» PROBLEM DETAILS:
For each line below with the word "parked", write out a copy.

### GIVEN INFORMATION ###

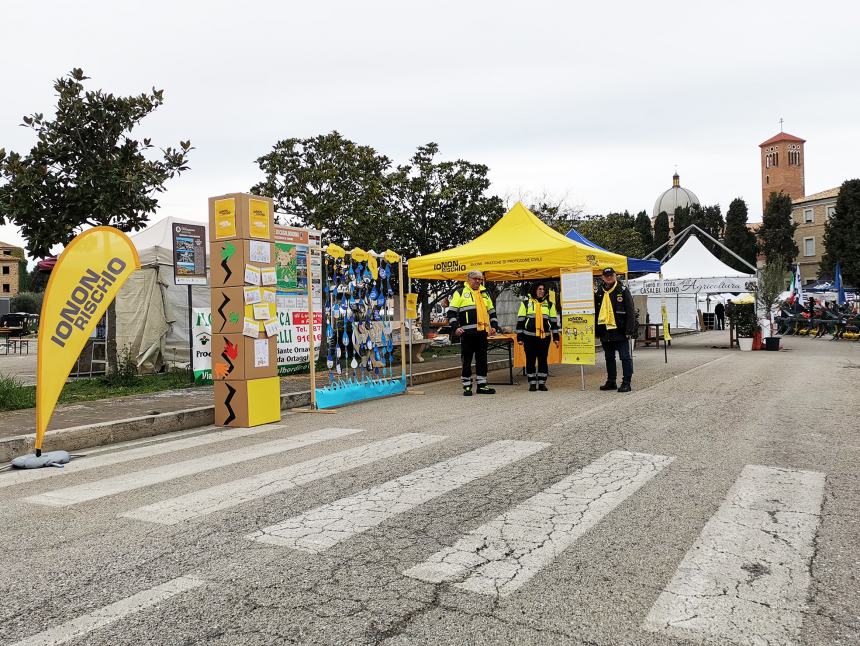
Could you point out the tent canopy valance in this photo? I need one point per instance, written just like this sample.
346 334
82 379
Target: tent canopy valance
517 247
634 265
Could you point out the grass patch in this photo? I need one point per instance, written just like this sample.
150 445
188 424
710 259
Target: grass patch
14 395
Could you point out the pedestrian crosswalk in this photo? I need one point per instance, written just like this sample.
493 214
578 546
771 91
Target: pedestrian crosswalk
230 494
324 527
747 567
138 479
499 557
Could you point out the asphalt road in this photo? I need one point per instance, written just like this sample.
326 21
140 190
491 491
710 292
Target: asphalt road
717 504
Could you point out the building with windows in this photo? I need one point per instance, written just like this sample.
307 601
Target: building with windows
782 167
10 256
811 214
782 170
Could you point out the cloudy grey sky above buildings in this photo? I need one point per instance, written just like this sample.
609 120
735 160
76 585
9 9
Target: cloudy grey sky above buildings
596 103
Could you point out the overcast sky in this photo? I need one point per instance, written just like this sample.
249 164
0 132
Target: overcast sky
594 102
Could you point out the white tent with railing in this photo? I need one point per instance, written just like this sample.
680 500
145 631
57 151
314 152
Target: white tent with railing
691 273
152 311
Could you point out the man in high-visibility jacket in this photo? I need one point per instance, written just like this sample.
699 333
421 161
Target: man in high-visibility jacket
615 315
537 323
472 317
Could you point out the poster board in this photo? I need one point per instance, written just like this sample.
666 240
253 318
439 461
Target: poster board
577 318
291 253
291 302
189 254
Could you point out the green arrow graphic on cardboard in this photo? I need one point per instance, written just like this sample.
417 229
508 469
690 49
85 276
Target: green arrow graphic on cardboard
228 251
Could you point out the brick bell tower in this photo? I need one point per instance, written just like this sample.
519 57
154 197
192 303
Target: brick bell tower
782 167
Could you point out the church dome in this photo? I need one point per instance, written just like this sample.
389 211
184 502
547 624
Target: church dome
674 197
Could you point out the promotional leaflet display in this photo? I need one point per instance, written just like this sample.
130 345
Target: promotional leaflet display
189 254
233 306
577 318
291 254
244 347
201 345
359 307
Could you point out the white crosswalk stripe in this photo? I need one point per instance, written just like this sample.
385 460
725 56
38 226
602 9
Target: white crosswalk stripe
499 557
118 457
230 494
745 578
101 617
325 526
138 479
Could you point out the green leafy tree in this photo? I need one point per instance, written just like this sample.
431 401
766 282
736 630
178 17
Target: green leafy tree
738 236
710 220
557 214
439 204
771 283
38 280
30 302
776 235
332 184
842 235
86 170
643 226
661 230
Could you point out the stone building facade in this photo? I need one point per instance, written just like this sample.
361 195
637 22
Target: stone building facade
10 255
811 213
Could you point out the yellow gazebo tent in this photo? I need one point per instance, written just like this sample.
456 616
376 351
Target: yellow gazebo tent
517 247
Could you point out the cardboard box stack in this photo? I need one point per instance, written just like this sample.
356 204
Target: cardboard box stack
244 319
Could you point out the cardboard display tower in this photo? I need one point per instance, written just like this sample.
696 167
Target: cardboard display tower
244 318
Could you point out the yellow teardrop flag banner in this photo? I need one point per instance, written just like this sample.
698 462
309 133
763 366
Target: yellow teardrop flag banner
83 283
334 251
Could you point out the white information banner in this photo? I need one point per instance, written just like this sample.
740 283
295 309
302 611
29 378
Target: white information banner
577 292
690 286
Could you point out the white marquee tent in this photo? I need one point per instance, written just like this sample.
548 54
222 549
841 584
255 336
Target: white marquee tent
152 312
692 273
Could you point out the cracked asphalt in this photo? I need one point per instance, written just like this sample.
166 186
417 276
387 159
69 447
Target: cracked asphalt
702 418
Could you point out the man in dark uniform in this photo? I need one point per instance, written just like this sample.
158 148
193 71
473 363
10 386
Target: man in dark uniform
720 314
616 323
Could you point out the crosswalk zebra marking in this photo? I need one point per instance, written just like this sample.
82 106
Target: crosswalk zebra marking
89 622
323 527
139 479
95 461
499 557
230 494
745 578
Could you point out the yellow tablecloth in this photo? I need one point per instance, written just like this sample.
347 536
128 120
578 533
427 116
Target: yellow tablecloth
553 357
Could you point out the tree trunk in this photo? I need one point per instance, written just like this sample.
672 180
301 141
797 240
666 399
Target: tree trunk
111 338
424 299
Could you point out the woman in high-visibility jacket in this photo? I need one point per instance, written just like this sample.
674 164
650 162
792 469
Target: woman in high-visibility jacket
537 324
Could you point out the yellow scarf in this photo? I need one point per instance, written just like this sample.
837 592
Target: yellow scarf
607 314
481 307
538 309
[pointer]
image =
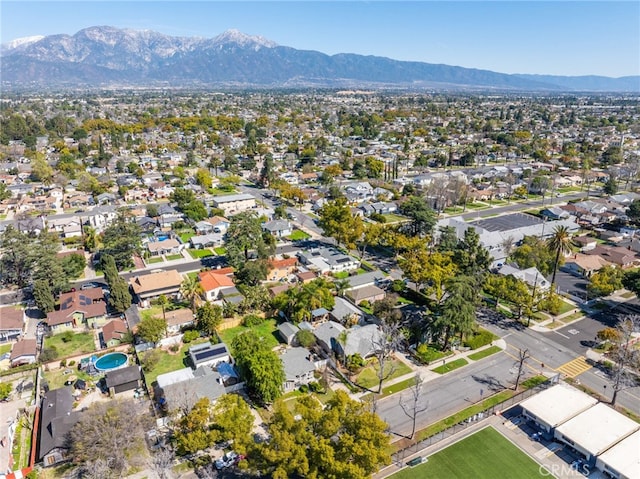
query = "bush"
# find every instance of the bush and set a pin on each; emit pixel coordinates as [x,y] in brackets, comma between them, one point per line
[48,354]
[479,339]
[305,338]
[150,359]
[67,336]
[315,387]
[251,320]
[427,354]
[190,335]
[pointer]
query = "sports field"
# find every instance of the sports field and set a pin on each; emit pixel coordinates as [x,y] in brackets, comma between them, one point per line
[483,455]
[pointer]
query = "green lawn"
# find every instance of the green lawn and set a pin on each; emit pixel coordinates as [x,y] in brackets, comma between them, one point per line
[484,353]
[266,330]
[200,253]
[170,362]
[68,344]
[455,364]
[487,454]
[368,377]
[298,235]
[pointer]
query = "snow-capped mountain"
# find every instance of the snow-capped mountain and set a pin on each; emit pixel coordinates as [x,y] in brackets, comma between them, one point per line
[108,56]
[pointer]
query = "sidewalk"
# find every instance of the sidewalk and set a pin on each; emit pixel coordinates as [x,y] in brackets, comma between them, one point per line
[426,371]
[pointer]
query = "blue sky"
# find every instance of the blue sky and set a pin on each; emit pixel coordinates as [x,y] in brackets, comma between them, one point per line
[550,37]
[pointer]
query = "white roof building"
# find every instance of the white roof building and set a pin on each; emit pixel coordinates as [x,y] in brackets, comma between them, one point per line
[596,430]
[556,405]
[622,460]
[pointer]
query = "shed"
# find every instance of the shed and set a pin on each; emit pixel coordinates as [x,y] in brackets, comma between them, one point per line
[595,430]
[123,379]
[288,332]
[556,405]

###
### GIVEN INFORMATION ###

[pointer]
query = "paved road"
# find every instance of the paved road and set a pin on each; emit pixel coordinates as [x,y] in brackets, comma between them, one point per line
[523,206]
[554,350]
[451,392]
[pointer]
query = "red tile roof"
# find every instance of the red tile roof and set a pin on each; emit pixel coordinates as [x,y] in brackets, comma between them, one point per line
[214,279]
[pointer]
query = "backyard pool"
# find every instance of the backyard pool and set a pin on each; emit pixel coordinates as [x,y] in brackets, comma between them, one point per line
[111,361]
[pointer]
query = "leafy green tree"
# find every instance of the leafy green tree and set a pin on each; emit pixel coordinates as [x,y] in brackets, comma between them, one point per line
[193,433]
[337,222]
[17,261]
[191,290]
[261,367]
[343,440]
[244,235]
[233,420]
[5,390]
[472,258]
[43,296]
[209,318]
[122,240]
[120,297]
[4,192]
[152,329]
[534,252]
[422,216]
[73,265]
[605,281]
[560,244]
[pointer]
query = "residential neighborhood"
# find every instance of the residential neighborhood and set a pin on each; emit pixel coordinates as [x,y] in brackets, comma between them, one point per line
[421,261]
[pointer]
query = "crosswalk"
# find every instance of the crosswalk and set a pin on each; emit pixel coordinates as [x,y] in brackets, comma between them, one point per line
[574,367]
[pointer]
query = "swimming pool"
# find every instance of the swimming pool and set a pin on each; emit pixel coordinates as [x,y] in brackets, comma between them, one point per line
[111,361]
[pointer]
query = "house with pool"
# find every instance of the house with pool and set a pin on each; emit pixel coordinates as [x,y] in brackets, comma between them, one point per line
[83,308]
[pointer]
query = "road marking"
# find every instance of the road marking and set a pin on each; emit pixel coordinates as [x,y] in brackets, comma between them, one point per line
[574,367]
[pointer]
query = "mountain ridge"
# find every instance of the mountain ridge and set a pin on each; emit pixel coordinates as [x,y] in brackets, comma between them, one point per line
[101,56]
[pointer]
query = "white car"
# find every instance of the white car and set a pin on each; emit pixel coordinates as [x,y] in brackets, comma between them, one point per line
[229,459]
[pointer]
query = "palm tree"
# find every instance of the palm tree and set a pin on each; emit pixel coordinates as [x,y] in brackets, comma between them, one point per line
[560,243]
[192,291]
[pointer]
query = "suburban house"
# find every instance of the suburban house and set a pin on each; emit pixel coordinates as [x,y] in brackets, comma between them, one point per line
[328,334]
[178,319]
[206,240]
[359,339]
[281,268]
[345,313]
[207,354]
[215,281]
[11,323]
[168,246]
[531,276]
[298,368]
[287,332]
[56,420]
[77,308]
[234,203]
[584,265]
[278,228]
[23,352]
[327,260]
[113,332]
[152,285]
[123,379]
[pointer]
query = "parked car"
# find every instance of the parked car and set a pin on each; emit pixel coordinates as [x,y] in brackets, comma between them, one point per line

###

» RESPONSE FOR THIS EXERCISE:
query = "parked car"
# find every instance of the parked car and set a pin on each; emit pixel coordinates as [x,y] in brackets, comma between them, one point per line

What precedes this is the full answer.